GOAL OF THE EXERCISE - Line by line, count where the string "below" appears in the listing, then give the number of such lines alone.
----
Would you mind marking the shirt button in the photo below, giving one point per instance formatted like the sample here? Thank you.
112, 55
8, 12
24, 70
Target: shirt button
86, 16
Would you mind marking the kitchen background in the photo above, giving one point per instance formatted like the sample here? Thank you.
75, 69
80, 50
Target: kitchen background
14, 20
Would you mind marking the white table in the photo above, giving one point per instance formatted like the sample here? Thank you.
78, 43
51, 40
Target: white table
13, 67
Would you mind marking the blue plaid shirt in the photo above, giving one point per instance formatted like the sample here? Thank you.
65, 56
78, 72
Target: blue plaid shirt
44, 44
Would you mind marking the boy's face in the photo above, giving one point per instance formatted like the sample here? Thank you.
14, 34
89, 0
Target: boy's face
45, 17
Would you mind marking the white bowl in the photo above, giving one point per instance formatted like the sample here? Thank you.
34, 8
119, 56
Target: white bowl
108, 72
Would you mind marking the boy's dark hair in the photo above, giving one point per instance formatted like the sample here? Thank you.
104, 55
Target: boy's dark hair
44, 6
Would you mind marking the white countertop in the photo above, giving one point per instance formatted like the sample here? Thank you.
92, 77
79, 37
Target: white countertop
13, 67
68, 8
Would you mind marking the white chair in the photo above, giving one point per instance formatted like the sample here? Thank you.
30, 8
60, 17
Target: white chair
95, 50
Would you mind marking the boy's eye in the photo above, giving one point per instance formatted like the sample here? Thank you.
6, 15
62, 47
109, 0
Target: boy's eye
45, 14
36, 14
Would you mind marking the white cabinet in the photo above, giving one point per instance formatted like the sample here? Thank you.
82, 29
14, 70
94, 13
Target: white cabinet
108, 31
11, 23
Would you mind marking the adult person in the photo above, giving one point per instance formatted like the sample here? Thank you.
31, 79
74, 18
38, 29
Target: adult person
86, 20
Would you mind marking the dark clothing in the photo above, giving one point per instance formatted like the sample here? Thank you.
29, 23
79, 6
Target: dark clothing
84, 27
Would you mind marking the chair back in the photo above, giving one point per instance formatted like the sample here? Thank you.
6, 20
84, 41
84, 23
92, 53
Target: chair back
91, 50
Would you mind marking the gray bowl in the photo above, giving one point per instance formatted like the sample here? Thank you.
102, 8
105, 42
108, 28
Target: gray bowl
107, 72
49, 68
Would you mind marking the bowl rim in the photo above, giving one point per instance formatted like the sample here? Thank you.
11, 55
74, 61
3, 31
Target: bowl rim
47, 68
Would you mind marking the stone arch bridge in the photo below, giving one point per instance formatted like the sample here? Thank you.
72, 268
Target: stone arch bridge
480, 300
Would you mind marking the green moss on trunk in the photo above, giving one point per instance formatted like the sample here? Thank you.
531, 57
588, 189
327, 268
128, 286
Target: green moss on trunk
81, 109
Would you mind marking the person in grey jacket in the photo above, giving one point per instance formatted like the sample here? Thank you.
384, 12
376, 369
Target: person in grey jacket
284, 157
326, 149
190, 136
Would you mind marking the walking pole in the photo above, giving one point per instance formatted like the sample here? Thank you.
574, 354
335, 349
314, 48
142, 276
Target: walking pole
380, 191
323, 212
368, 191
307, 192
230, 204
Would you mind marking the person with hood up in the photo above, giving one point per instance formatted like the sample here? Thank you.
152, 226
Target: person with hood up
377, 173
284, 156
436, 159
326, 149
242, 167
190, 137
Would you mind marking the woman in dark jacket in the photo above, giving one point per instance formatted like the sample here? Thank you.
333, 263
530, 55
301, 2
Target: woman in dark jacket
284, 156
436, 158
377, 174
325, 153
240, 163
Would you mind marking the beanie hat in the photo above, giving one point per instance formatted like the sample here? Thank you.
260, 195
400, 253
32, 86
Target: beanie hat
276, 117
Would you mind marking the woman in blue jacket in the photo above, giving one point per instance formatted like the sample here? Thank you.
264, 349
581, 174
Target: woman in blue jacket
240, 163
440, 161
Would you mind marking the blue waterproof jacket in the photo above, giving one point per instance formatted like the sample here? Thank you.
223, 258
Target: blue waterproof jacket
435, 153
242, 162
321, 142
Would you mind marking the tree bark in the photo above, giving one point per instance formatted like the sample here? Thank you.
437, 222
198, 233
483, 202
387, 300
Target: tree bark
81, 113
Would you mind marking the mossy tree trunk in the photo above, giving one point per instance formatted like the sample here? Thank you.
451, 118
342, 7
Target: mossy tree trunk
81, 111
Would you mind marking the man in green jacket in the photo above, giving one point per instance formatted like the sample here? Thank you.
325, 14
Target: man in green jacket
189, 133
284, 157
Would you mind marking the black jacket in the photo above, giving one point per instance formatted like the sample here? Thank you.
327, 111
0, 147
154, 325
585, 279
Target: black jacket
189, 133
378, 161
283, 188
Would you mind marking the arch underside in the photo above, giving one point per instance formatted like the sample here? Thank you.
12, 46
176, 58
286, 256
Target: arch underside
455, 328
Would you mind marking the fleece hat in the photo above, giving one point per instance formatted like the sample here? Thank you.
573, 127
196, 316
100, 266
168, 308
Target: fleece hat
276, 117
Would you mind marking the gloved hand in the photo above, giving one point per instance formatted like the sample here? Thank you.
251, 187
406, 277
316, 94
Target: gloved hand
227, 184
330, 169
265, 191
----
RESULT OF THIS EXERCISE - 2